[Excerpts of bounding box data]
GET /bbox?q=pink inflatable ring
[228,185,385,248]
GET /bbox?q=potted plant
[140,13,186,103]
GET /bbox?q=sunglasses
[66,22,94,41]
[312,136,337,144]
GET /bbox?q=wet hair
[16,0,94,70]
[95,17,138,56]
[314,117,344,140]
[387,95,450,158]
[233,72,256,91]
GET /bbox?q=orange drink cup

CHALLENGE:
Could you reproduce these lines of data exactly, character for character?

RESULT FOR THIS TASK:
GET /bbox?q=pink inflatable ring
[228,185,385,248]
GET /bbox?q=potted plant
[140,13,186,103]
GET /bbox?q=sunglasses
[66,22,94,41]
[312,136,337,144]
GET /bbox?q=wet hair
[16,0,94,70]
[95,17,138,56]
[314,117,344,140]
[387,95,450,158]
[233,72,256,91]
GET /bbox?q=orange drink cup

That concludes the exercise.